-- START Dataset extract --
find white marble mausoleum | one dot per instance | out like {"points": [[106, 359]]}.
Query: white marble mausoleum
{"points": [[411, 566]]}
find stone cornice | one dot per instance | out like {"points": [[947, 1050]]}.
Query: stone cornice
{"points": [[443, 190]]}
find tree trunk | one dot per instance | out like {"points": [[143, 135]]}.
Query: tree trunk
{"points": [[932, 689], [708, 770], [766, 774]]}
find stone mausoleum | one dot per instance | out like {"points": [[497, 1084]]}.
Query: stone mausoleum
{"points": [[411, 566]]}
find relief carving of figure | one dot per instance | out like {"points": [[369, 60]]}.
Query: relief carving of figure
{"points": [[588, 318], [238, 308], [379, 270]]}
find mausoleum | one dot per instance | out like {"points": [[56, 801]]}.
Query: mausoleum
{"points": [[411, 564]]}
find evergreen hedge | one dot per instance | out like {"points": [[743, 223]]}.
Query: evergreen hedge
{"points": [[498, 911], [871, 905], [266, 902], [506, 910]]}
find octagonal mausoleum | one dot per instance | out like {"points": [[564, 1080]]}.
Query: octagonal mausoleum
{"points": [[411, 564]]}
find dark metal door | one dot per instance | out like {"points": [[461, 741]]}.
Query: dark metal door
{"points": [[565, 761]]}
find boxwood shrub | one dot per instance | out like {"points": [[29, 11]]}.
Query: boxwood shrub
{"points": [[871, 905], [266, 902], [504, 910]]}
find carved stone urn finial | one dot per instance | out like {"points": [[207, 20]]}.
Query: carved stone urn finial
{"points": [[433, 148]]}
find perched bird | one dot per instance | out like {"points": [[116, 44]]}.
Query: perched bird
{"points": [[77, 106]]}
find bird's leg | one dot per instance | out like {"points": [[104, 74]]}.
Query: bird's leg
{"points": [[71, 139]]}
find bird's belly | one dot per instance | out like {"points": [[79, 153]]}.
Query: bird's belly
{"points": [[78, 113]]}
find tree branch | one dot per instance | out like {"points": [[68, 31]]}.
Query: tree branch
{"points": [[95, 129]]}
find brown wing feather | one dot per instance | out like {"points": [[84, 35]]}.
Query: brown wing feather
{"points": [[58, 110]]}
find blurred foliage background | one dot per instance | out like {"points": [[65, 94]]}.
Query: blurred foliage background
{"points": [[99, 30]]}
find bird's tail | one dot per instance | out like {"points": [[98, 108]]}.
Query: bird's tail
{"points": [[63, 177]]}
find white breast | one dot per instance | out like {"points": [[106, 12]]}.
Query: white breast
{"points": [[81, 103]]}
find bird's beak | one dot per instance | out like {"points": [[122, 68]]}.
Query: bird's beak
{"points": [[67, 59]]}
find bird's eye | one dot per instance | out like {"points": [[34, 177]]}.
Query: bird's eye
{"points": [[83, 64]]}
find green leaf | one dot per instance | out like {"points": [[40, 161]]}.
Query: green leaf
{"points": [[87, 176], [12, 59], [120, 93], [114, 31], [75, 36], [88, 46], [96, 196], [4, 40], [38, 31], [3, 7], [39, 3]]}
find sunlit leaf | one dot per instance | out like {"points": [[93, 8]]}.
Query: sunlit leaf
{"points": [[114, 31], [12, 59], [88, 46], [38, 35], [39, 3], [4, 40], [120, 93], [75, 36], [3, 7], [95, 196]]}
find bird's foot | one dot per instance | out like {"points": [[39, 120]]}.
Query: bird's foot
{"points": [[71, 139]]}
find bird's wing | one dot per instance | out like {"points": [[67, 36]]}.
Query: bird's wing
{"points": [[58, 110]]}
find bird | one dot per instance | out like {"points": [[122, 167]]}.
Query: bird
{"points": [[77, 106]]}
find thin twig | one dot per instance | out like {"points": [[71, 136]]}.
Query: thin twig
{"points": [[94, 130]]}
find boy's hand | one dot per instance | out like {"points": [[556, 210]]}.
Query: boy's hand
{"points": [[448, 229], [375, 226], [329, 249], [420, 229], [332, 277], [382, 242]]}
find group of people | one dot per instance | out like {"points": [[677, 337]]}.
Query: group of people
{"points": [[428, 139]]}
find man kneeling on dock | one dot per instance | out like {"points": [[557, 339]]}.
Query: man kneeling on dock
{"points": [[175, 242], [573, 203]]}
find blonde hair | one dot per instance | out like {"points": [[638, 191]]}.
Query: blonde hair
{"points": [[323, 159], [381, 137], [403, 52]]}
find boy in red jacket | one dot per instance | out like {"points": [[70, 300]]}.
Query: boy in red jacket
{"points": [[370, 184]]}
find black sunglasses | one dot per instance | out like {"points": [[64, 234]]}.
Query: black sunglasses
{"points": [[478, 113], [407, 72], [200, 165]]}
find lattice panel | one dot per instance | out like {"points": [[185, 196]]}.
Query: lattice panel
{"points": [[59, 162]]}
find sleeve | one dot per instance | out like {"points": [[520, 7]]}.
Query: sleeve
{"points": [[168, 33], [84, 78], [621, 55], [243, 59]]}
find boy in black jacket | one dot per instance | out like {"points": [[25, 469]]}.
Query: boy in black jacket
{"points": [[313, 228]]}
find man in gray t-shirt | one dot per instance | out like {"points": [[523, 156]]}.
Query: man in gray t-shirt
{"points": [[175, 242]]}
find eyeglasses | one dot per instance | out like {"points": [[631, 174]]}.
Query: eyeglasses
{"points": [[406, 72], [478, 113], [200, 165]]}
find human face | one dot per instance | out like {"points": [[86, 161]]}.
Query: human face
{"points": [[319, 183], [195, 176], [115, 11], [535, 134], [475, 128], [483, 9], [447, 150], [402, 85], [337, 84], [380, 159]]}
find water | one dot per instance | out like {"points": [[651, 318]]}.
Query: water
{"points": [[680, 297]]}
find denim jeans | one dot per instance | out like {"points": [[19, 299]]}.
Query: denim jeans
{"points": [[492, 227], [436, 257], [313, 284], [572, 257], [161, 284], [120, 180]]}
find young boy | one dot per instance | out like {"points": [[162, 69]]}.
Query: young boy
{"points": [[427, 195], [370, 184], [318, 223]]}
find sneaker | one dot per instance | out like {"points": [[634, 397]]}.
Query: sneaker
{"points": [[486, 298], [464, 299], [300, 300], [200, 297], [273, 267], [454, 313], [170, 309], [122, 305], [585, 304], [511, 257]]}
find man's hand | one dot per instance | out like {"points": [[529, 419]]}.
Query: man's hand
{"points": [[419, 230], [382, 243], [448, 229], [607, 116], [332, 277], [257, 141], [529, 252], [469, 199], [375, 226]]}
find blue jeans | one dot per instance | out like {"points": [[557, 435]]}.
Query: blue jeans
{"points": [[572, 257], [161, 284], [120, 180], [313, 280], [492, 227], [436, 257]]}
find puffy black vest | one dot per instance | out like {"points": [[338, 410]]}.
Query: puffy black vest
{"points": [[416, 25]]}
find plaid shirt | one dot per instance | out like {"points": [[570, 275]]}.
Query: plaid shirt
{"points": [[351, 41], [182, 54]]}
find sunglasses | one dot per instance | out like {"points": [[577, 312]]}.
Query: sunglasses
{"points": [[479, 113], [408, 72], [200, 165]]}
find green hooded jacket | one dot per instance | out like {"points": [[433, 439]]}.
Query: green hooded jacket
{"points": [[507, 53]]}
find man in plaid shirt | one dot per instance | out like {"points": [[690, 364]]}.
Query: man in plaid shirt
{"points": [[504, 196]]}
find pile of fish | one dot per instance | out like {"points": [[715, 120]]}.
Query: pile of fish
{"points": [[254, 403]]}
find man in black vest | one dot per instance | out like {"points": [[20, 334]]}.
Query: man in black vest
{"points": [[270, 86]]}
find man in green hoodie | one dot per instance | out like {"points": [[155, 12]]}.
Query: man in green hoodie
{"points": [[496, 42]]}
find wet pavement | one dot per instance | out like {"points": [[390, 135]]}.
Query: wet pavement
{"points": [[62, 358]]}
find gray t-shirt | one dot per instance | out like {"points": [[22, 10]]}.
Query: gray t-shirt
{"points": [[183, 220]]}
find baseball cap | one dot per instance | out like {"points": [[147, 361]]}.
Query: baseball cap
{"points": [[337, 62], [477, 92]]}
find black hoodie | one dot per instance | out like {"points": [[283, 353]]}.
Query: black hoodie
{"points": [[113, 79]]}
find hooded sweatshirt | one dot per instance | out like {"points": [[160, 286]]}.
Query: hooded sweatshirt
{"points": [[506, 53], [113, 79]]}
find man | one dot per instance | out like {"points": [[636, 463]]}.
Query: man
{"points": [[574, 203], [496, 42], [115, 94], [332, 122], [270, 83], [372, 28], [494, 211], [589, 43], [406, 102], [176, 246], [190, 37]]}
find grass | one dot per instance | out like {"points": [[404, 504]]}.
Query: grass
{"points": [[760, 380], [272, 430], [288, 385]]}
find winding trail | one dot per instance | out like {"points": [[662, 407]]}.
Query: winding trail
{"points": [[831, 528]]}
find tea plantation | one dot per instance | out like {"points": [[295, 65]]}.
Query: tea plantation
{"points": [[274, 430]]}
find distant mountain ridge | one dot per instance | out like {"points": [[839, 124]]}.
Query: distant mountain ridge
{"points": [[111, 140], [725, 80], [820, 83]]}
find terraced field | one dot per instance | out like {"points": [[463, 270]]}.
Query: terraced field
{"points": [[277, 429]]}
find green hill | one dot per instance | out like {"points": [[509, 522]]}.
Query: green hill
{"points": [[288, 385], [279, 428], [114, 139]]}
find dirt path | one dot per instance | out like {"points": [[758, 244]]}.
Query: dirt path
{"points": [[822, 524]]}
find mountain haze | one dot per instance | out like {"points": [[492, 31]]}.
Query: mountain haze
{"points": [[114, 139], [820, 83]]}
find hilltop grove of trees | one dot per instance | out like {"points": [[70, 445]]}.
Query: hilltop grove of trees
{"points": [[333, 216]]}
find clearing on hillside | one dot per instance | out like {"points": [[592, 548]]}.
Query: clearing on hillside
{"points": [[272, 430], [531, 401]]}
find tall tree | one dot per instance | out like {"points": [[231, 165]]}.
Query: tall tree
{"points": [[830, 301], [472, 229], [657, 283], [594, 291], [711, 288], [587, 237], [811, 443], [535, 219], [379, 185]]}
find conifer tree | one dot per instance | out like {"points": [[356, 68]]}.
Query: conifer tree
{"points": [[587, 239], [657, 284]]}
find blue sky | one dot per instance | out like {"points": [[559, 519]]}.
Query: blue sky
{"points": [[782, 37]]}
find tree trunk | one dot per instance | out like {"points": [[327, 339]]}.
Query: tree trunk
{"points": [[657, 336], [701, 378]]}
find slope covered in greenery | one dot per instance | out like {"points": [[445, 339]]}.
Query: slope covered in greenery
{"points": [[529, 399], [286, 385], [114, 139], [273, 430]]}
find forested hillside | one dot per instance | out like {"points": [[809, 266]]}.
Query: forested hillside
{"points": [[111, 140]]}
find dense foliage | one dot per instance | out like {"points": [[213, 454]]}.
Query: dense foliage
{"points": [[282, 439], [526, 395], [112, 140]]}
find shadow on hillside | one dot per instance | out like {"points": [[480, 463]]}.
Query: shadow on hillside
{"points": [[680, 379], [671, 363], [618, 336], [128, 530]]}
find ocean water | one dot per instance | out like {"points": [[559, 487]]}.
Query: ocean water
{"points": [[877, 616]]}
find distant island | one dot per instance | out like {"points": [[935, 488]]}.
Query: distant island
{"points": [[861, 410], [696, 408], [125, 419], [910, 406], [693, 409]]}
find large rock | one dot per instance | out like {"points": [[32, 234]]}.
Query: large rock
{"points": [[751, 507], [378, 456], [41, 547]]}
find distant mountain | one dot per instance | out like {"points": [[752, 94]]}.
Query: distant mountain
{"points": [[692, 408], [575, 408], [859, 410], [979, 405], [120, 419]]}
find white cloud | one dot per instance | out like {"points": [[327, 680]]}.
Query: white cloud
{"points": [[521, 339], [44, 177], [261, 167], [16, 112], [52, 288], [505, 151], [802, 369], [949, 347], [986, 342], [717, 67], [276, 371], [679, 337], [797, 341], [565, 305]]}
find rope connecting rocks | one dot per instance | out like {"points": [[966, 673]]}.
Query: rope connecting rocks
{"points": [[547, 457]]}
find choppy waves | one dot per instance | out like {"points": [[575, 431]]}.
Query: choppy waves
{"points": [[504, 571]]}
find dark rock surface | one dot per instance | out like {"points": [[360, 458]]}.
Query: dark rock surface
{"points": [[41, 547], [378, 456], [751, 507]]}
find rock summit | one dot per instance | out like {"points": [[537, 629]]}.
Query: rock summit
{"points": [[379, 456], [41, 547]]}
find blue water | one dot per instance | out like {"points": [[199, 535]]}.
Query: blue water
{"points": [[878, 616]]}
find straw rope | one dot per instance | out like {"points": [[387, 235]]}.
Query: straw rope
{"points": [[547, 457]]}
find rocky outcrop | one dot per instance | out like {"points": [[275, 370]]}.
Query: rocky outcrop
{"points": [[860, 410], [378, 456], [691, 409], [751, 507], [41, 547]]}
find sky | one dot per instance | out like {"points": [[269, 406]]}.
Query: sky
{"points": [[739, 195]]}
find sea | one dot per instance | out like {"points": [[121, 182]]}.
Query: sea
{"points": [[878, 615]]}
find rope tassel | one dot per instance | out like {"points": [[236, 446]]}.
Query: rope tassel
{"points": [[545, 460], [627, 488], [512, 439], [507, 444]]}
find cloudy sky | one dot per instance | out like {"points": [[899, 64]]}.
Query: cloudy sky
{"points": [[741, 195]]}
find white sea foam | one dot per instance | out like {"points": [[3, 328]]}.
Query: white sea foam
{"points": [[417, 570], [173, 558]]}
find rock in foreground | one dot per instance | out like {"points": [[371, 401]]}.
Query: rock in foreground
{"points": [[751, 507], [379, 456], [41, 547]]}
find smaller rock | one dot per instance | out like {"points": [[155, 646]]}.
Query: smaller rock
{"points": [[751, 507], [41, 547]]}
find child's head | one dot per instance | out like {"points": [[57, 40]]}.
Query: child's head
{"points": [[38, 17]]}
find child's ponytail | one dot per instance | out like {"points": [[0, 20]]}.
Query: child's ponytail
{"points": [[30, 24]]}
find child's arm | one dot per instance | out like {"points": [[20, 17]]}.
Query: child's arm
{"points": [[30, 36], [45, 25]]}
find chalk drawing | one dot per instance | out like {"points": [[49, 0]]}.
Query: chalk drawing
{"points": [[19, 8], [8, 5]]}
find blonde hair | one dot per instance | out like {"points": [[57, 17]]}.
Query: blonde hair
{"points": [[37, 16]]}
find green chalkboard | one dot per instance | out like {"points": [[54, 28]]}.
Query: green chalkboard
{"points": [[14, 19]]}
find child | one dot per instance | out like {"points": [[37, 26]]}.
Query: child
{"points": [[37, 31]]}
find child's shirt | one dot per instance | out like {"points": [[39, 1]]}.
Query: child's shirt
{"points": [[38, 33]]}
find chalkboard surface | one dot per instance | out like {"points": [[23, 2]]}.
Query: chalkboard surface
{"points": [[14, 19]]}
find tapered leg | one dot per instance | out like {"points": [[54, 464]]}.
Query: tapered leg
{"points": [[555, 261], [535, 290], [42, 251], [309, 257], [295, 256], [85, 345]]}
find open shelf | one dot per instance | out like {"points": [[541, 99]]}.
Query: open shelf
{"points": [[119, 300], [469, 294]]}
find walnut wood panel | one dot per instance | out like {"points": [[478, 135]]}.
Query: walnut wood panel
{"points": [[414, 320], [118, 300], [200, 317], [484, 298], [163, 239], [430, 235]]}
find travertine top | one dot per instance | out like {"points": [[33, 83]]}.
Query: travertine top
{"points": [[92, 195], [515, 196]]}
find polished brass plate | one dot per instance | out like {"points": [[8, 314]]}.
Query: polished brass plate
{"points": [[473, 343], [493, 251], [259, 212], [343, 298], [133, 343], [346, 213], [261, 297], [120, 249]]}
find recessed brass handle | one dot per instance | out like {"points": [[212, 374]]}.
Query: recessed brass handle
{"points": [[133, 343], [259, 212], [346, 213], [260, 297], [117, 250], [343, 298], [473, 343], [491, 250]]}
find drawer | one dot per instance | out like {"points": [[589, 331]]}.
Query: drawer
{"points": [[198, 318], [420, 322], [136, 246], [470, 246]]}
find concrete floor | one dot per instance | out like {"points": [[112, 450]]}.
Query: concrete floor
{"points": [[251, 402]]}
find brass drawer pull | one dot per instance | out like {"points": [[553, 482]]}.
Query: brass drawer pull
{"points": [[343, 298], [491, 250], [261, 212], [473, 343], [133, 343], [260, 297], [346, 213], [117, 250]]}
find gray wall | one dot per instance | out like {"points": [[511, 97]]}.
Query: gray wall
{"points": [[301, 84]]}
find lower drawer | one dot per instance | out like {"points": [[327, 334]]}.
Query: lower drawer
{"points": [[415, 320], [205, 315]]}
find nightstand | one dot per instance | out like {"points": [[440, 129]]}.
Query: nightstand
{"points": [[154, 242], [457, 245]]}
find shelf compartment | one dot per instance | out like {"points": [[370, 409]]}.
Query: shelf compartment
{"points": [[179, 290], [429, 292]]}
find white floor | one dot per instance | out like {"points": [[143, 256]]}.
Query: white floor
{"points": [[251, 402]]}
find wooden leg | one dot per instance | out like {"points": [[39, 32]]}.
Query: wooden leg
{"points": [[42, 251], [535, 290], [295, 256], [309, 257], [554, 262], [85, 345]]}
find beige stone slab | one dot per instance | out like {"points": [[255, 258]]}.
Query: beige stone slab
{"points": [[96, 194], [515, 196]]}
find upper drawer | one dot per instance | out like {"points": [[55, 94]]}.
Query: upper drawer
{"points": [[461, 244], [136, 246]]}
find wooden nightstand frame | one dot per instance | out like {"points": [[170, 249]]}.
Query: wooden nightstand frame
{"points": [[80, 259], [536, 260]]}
-- END Dataset extract --
• Task details: Only those lines running from the one containing "find brass drawer" through the last line of the data above are to be copied, exactly, with both ends included.

• The reply:
find brass drawer pull | one dot per instance | out like {"points": [[553, 482]]}.
Query: brass drawer pull
{"points": [[343, 298], [491, 250], [261, 212], [473, 343], [133, 343], [260, 297], [346, 213], [117, 250]]}
find gray wall | one dot per instance | out like {"points": [[511, 97]]}.
Query: gray wall
{"points": [[301, 84]]}
find lower drawer | one dot per instance | out like {"points": [[327, 334]]}.
Query: lower drawer
{"points": [[415, 320], [205, 315]]}
find nightstand | one dot per instance | out like {"points": [[440, 129]]}.
Query: nightstand
{"points": [[154, 242], [457, 245]]}
find shelf compartment | one dot per instance | out like {"points": [[370, 409]]}.
Query: shelf compartment
{"points": [[179, 290], [429, 292]]}
find white floor | one dot per instance | out like {"points": [[143, 256]]}.
Query: white floor
{"points": [[251, 402]]}
find wooden leg | one dot per instance | out like {"points": [[39, 32]]}.
Query: wooden leg
{"points": [[42, 251], [535, 290], [295, 256], [309, 257], [554, 262], [85, 345]]}
find beige stone slab | one dot per instance | out like {"points": [[255, 258]]}.
Query: beige stone slab
{"points": [[96, 194], [515, 196]]}
find upper drawer | one dot per instance | out like {"points": [[55, 94]]}.
Query: upper drawer
{"points": [[461, 244], [136, 246]]}
find wooden nightstand frame | one dot per instance | out like {"points": [[170, 249]]}.
Query: wooden nightstand frame
{"points": [[80, 259], [536, 260]]}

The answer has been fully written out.